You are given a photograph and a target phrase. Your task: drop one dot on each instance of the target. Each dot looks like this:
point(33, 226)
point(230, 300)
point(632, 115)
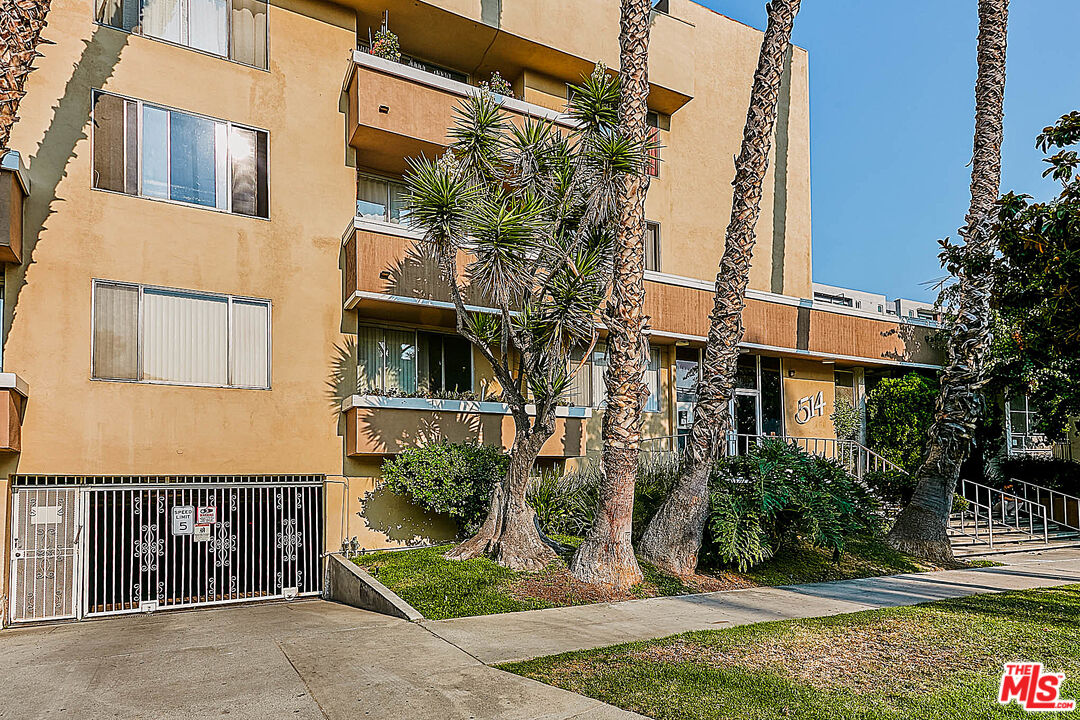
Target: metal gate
point(44, 557)
point(146, 544)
= = = = = = =
Your assignment ▸
Although the records contain pictures, restate them word for word with those pictures left out.

Final answer ▸
You are given a photograph and a target phrase. Your task: drop one dot on each instance of the target. Each dot looks like this:
point(33, 226)
point(230, 300)
point(632, 115)
Target: metal gate
point(44, 557)
point(146, 544)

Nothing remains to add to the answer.